_OBJECTIVE_
Can you rescale the stretch of material from the line containing "mark: the wire" through the end, writing out every line again with the requests included? Multiply each answer coordinate by 2.45 and round it to a whole number, halves up, but leave the requests and their format samples as they are.

_PROVIDED ENTRIES_
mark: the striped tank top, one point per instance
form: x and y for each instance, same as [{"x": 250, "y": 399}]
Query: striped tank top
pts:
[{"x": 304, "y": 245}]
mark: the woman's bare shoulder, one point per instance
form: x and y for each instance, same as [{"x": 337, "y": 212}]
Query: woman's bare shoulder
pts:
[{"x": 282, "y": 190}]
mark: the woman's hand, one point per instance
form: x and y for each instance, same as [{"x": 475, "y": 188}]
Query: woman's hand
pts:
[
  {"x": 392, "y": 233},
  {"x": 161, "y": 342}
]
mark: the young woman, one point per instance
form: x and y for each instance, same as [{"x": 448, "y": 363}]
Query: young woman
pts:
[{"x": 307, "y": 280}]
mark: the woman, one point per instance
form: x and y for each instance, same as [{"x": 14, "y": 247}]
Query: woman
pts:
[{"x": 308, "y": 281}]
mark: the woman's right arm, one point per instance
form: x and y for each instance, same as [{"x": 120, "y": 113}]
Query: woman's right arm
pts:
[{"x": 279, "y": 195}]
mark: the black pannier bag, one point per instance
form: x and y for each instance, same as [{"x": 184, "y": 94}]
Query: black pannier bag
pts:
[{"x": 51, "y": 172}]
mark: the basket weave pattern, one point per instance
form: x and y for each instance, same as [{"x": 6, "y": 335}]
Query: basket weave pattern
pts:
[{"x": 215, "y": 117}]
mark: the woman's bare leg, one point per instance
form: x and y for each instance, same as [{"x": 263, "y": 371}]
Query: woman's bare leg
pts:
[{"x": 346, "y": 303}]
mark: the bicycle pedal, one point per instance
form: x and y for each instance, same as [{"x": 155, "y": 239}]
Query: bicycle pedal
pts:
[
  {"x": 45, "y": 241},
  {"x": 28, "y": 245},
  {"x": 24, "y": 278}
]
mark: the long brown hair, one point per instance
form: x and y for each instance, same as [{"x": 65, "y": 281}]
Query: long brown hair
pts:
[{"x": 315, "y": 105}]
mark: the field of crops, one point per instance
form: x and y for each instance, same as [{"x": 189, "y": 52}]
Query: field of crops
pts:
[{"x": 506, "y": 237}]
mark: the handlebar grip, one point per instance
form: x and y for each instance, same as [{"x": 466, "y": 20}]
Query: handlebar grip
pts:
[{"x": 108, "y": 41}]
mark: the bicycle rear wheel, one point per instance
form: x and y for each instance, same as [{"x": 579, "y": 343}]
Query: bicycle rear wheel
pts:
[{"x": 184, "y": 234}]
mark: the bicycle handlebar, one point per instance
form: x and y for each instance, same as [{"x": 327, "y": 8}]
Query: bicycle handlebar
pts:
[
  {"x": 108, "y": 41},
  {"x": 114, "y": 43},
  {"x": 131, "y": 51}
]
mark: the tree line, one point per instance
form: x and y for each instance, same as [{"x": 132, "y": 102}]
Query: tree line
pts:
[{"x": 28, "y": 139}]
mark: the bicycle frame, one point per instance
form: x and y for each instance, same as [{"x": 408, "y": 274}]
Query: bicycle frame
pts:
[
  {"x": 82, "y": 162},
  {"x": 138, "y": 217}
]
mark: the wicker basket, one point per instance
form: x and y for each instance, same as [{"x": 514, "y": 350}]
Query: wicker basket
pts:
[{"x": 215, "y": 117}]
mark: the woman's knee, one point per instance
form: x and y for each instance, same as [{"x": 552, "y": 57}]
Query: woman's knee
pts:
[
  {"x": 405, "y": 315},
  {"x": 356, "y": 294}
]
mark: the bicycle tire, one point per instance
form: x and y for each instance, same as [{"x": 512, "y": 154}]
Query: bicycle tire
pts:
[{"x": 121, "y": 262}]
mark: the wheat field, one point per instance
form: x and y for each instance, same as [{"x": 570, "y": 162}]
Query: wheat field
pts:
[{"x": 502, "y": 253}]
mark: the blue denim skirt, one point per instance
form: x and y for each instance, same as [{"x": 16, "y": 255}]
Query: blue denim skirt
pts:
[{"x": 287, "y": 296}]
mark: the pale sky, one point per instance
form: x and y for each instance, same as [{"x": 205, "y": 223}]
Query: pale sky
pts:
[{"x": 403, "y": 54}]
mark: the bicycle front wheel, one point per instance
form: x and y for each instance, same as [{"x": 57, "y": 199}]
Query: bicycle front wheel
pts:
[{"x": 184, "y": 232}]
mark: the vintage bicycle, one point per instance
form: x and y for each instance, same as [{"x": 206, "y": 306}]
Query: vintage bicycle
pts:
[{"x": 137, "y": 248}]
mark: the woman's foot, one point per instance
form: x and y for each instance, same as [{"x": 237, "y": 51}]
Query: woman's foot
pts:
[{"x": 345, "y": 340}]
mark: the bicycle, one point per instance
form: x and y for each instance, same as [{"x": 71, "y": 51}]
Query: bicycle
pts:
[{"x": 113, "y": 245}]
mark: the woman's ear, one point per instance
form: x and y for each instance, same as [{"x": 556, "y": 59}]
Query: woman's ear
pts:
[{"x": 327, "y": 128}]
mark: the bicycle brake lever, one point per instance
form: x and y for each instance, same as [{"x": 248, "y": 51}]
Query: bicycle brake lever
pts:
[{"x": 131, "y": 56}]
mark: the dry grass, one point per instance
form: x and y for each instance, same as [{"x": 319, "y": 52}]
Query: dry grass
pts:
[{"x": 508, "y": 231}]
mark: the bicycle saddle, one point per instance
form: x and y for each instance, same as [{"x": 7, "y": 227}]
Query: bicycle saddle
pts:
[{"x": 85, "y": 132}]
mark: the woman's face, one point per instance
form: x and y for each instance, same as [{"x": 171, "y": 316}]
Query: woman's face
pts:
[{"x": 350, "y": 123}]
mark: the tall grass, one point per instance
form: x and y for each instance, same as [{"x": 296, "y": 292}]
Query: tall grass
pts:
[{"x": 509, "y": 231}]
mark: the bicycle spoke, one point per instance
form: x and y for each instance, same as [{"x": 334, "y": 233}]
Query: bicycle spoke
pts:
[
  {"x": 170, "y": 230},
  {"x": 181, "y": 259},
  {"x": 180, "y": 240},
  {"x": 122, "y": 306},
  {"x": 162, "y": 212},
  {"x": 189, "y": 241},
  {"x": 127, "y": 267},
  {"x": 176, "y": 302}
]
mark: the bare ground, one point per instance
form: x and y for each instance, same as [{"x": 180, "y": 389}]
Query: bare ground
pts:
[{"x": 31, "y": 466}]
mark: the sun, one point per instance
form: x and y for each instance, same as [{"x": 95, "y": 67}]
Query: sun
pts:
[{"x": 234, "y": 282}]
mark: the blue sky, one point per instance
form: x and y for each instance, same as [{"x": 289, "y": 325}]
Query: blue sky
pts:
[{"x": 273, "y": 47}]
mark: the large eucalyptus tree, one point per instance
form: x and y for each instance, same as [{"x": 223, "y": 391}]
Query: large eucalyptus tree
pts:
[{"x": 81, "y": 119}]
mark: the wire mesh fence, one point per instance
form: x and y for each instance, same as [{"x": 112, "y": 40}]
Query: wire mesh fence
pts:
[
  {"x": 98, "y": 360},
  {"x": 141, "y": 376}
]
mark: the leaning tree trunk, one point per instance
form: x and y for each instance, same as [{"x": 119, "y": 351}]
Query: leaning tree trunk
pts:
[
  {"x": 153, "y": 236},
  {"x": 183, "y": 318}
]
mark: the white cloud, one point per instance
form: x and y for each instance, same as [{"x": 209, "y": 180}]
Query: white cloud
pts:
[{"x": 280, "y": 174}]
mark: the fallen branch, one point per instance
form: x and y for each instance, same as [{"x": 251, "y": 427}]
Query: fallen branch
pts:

_THE RESPONSE_
mark: the wire mesh fence, one point per instance
form: x and y for each instance, same as [{"x": 112, "y": 40}]
Query: wire mesh fence
pts:
[
  {"x": 240, "y": 882},
  {"x": 345, "y": 921}
]
mark: the leaning tree trunk, one point per instance
form: x and y for each instance, same as [{"x": 119, "y": 351}]
Query: leaning tree trunk
pts:
[
  {"x": 375, "y": 578},
  {"x": 448, "y": 779}
]
mark: the white cloud, one point per instance
form: x and y for each instance, same as [{"x": 209, "y": 180}]
Query: white cloud
pts:
[{"x": 686, "y": 426}]
mark: the fallen branch, one point per instance
form: x and y for each instance, same as [{"x": 251, "y": 427}]
Query: fallen branch
pts:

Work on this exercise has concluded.